= AVAILABLE DATA =
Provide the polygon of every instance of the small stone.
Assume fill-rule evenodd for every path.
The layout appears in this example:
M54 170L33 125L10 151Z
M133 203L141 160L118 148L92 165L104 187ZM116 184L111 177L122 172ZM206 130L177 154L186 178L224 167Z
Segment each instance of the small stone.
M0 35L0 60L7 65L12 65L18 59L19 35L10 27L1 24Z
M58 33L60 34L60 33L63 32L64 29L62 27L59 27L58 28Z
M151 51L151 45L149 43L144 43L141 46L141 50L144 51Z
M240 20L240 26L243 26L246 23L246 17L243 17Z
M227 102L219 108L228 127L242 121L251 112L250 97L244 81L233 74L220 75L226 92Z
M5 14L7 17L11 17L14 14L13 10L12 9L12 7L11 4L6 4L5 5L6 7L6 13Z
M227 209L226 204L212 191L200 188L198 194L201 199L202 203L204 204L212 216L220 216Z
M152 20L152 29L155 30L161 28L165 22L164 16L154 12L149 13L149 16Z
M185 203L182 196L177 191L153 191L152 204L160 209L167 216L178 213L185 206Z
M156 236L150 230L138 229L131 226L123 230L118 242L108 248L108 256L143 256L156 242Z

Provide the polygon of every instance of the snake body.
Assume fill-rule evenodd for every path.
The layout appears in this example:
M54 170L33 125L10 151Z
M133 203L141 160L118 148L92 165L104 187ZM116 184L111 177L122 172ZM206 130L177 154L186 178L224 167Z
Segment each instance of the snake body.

= WHAT YOU NEED TO DO =
Reproduce verbatim the stretch of the entries from their start through the line containing "M156 236L150 230L138".

= COMPLETE ANSWER =
Provide the polygon of every instance of the small stone.
Assume fill-rule evenodd for every path.
The layout appears in this example:
M54 170L33 125L10 151Z
M133 203L141 160L118 148L92 165L104 187ZM116 184L111 177L122 172ZM206 130L177 154L186 178L224 167Z
Segment each instance of the small stone.
M0 35L0 60L7 65L12 65L18 59L19 35L10 27L1 24Z
M58 33L60 34L60 33L63 32L64 29L62 27L59 27L58 28Z
M151 51L151 45L149 43L144 43L141 46L141 50L144 51Z
M240 20L240 26L243 26L246 23L246 17L243 17Z
M227 102L219 108L228 127L242 121L251 112L250 97L244 81L233 74L220 75L226 92Z
M5 14L7 17L11 17L14 14L13 10L12 9L12 7L11 4L6 4L5 5L6 7L6 13Z
M227 209L226 204L212 191L200 188L198 194L201 199L202 203L204 204L212 216L220 216Z
M152 20L152 29L155 30L161 28L165 22L164 16L154 12L149 13L149 16Z
M185 203L182 196L177 191L153 191L152 204L160 209L167 216L178 213L185 206Z
M156 236L150 230L138 229L131 226L123 230L118 242L108 248L108 256L143 256L156 242Z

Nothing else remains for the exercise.